_Given text:_

Type With MLST Scheme

The Type With MLST Scheme tool is used for assigning a sequence type to an isolate.

To run the Type With MLST Scheme tool choose:

        Toolbox | Microbial Genomics Module (Image mgm_folder_closed_flat_16_h_p) | Typing and Epidemiology (Image typing_epi_folder_closed_16_h_p) | MLST Typing (Image large_mlst_open_16_h_p) | Type With MLST Scheme (Image type_w_large_mlst_16_n_p)

The tool takes a sequence list as input and will work with either raw NGS reads or an assembled genome. Note that if the input is raw NGS reads, and the tool reports multiple ambiguous sequence types, performing a standard De Novo Assembly might help to reduce noise and provide a more conclusive typing result.

Image mlst_type_step1
Figure 12.12: Specifying scheme and typing parameters.

In the next dialog step (figure 12.12), specify the scheme and the typing parameters.

The tool works by comparing the kmers in the input to the kmers in the alleles for the different loci.

The Kmer size determines the number of nucleotides in the kmer - raising this setting might increase specificity at the cost of some sensitivity.

The Typing threshold determines how many of the kmers in a sequence type that needs to be identified before a typing is considered conclusive. The default setting of 1.0 means that all kmers in all alleles must be matched. Lowering the setting to 0.99 would mean that on average 99% of the kmers in all the alleles of a given sequence type must be detected before the sequence type is considered conclusive.

_Data extract:_

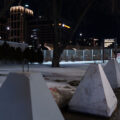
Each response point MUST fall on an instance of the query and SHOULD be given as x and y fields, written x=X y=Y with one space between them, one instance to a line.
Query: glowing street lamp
x=26 y=5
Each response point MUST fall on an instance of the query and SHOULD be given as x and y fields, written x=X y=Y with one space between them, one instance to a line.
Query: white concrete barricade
x=94 y=94
x=25 y=96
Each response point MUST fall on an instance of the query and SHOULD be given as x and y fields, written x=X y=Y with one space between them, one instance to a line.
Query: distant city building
x=19 y=17
x=41 y=31
x=3 y=31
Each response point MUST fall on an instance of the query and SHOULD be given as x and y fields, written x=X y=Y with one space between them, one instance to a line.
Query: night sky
x=99 y=21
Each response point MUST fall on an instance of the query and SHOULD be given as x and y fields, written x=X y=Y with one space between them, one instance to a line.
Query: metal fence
x=80 y=55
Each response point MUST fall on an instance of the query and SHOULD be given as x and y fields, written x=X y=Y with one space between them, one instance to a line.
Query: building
x=3 y=31
x=41 y=31
x=19 y=17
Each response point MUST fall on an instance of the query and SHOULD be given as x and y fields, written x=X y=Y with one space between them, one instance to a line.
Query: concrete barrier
x=26 y=97
x=94 y=94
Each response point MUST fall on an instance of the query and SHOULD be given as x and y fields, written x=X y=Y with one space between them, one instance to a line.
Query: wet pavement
x=69 y=115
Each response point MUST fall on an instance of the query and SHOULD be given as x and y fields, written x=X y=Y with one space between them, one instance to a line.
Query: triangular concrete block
x=26 y=97
x=94 y=94
x=112 y=71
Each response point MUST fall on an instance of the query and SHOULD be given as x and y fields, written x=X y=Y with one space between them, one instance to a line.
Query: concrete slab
x=26 y=97
x=94 y=94
x=112 y=71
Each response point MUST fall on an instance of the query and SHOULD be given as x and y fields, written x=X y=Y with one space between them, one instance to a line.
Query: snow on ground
x=67 y=74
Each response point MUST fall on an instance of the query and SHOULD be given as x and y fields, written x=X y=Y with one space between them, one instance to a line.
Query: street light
x=81 y=34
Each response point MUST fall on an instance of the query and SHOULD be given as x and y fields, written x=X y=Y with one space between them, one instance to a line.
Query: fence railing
x=80 y=55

_Tasks and exercises:_
• a. In the Type With MLST Scheme page, what does the default Typing threshold setting of 1.0 mean?
• b. Continue the Type With MLST Scheme page from its last sentence.

_Results in order:_
• a. All kmers in all alleles must be matched.

• b.
When working with reads, the Type With MLST Scheme tool works by classifying allele calls as high-confidence and low-confidence calls to remove alternative allele calls for the same locus. The Minimum kmer ratio threshold gives the possibility to tweak the balance between high-confidence and low-confidence allele calls, e.g. decreasing this number will result in more high-confidence allele calls and thus more ambiguity in how an ST is assigned to the sample, conversely increasing this number will result in fewer high-confidence calls and may lead to no allele being called for a particular locus, which can make sequence type assignments less confident. Specifically, the kmer ratio is calculated as the number of observations for the least occurring kmer in an allele divided by the average number of observations for all kmers.

Image mlst_type_step2
Figure 12.13: Specifying novel allele detection parameters.

The next step in the dialog determines how to handle novel alleles (figure 12.13): if the input isolate has loci with alleles that are not part of the scheme, it is possible to still detect the novel alleles. The novel alleles and the resulting new sequence type can then be added to the scheme using the Add Typing Results to MLST Scheme tool.

Novel alleles are detected as close hits to existing alleles in a locus. The Minimum required fraction of kmers determines how close a match must be: the default setting of 0.9 means that at least 90% of the kmers for an allele in a locus must be identified before the novel allele detection is initiated.

If the input to the tool is raw NGS reads, the tool will assemble the reads containing the kmers for the possible novel allele. If the input is already an assembled genome, the existing alleles for a locus will be mapped to the assembly to extract a novel allele.

After a candidate novel allele has been identified, it is aligned to the other alleles in the locus.

If the scheme has been built with the Check codon positions option of the Create MLST Scheme tool enabled (see Create MLST Scheme)), or if the scheme was imported with a specified genetic code (see Download MLST Scheme), the start and stop codons in the novel allele sequence are then identified, and the sequence is then trimmed to the start and stop codons that most closely match the length of the existing alleles in the locus. Alleles that contain both a start and a stop codon at the beginning and end, respectively, and pass the acceptance parameters (see below) will be marked as Complete in the output table from the tool.

The acceptance parameters describe the final consistency check: the novel allele must not contain a stop codon, it must be at least the Minimum length in nucleotides and have at least a length of the specified Minimum length fraction of the shortest allele in the locus before it is accepted.